═══ Data shown

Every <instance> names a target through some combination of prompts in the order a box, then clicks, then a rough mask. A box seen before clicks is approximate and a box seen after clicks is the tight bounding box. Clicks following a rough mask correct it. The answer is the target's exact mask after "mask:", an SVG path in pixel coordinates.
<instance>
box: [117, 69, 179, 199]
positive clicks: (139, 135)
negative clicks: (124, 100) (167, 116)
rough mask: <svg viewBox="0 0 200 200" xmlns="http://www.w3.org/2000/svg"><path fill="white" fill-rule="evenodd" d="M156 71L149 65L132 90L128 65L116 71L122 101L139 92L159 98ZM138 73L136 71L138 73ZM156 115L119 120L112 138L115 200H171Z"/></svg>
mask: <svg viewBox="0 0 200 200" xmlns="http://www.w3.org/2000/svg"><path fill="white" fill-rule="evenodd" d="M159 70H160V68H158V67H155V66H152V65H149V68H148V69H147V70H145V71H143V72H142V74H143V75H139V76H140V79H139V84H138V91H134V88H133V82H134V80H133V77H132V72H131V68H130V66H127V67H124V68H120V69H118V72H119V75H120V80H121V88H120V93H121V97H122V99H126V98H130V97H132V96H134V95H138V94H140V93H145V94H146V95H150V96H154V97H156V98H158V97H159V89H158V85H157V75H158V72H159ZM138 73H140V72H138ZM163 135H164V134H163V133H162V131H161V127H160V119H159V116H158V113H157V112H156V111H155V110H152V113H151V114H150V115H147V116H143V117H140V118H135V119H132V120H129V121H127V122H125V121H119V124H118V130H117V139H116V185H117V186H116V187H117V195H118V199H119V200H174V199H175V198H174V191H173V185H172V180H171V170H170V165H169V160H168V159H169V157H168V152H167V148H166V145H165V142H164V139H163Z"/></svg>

══════

Please duplicate every one of the records above line for line, with no changes.

Every <instance> names a target through some combination of prompts in the order a box, then clicks, then a rough mask. A box seen before clicks is approximate and a box seen after clicks is the tight bounding box. Clicks following a rough mask correct it. The answer is the target's exact mask after "mask:", an SVG path in pixel coordinates.
<instance>
box: [117, 69, 179, 199]
positive clicks: (139, 135)
negative clicks: (124, 100) (167, 116)
rough mask: <svg viewBox="0 0 200 200" xmlns="http://www.w3.org/2000/svg"><path fill="white" fill-rule="evenodd" d="M156 71L149 65L132 90L128 65L116 71L122 101L139 92L159 98ZM138 73L136 71L138 73ZM156 115L119 120L112 138L115 200H171Z"/></svg>
mask: <svg viewBox="0 0 200 200" xmlns="http://www.w3.org/2000/svg"><path fill="white" fill-rule="evenodd" d="M159 70H160V68H158V67H155V66H152V65H149V68H148V69H147V70H145V71H143V72H142V74H143V75H139V76H140V79H139V84H138V91H134V88H133V82H134V80H133V77H132V72H131V68H130V66H127V67H124V68H120V69H118V72H119V75H120V80H121V88H120V93H121V97H122V99H126V98H130V97H132V96H134V95H138V94H140V93H145V94H146V95H150V96H154V97H156V98H158V97H159V89H158V85H157V75H158V72H159ZM138 73H140V72H138ZM163 135H164V134H163V133H162V131H161V127H160V119H159V116H158V113H157V112H156V111H155V110H152V113H151V114H150V115H147V116H143V117H140V118H135V119H132V120H129V121H127V122H125V121H119V124H118V130H117V139H116V185H117V186H116V187H117V195H118V199H119V200H174V199H175V198H174V191H173V185H172V180H171V170H170V165H169V160H168V159H169V157H168V152H167V148H166V145H165V142H164V139H163Z"/></svg>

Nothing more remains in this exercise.